§ YOUR OBJECTIVE:
Can you update the text about Seoul by repeating it from the words "Culture and Tourism" through "over their faces.", with "Ahjummas" swapped for "older women"?

§ TEXT FOR ANALYSIS:
^^^^^^^^^^^^^^^^
Photo of the day: The glitz and glamour of Gangnam in Seoul, South Korea.
Culture and Tourism
Seoul is definitely the hotspot for everything beauty and fashion. It is difficult to come here and not do any shopping at all, even for someone who doesn’t particularly enjoy shopping. The population is very young and the trends are very obvious. Their influences are mainly from Hallyu or the Korean cultural wave (whether it’s from k-pop or tv dramas). They even have replicas of earrings with a photo of a star who has worn that same style next to them. Having fair skin is prevalent almost everywhere in Asia, but they take it to the next level here. The majority of people wear a full face of make up here including the Ahjummas working in the kitchen. This where also where impressive plastic surgery facilities can be found. This was very apparent in the Garosugil area where people walked into coffee shops post-op with huge bandages over their faces.
Food is rich in fats and carbs here. They not only love their hot pepper sauce with its sweet and spicy flavour but they also love their cheese, found in everything from Buddae Jjigae to cheese lattes or just straight fried cheese on a stick. Fried food is ubiquitous and well as huge plates of grilled meat. Eating alone is rare here and food items are usually ordered in number of servings, with 2 usually being the minimum. You will not starve as your meal is always served with Banchan or side dishes which can be refilled. Cost of living is definitely higher with fewer cheap food options. Even the street food costs are much higher than in Southeast Asia.
I’d have to say that this is probably not the best time to be visiting Seoul. It was pretty cold, mostly in the -1 C range while we were here. This really limited our ability to walk around and explore. We had to rely on the subway more than we actually would have needed if the weather was warmer. The street food scene is also limited because of the weather as well, although it was still impressive despite the cold. Snow and rain was not common but just remember to check the forecast and bring an umbrella with you, if necessary, because when it rained, it rained the whole day.
^^^^^^^^^^^^^^^^
§ PROVIDED RECORDS:
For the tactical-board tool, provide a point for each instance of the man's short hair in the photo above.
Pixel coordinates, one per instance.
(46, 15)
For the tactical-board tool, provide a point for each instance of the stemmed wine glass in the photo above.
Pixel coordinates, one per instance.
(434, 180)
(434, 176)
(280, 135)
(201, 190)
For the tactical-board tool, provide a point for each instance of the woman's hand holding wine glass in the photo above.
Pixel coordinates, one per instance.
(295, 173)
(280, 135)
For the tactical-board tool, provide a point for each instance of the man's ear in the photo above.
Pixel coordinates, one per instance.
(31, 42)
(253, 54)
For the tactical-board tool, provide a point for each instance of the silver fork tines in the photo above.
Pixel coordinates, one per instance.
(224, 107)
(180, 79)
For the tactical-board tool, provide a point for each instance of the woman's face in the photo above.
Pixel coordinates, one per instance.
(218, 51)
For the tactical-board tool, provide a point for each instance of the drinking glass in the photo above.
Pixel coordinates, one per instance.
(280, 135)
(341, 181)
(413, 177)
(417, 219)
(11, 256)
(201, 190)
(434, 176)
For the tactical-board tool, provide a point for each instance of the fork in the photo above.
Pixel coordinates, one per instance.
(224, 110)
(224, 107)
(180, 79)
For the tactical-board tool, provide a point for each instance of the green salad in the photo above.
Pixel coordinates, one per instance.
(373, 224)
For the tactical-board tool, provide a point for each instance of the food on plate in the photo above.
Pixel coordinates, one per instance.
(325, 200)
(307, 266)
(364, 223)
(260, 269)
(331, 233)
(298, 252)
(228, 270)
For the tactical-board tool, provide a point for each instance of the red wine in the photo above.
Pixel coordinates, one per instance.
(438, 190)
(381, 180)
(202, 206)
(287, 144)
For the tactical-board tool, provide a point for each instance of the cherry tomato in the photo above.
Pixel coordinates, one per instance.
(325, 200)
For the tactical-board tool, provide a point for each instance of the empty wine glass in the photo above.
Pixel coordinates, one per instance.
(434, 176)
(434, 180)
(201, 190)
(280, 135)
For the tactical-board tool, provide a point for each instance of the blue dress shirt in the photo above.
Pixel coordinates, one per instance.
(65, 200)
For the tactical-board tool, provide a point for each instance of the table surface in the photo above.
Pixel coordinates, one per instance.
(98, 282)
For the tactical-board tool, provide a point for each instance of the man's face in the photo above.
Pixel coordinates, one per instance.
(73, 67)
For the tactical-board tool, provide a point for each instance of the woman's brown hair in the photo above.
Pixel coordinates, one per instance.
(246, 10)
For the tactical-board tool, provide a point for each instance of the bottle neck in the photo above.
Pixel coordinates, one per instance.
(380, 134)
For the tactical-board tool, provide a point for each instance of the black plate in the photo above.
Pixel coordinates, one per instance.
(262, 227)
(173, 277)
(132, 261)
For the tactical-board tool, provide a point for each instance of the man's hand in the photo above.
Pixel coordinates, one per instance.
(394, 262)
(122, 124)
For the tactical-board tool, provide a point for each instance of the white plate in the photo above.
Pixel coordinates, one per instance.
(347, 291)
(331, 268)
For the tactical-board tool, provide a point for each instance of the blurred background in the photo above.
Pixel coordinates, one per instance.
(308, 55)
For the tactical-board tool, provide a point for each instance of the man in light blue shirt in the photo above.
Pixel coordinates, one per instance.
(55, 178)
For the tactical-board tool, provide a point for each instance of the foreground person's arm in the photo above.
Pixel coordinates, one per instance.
^^^^^^^^^^^^^^^^
§ RESPONSE AREA:
Culture and Tourism
Seoul is definitely the hotspot for everything beauty and fashion. It is difficult to come here and not do any shopping at all, even for someone who doesn’t particularly enjoy shopping. The population is very young and the trends are very obvious. Their influences are mainly from Hallyu or the Korean cultural wave (whether it’s from k-pop or tv dramas). They even have replicas of earrings with a photo of a star who has worn that same style next to them. Having fair skin is prevalent almost everywhere in Asia, but they take it to the next level here. The majority of people wear a full face of make up here including the older women working in the kitchen. This where also where impressive plastic surgery facilities can be found. This was very apparent in the Garosugil area where people walked into coffee shops post-op with huge bandages over their faces.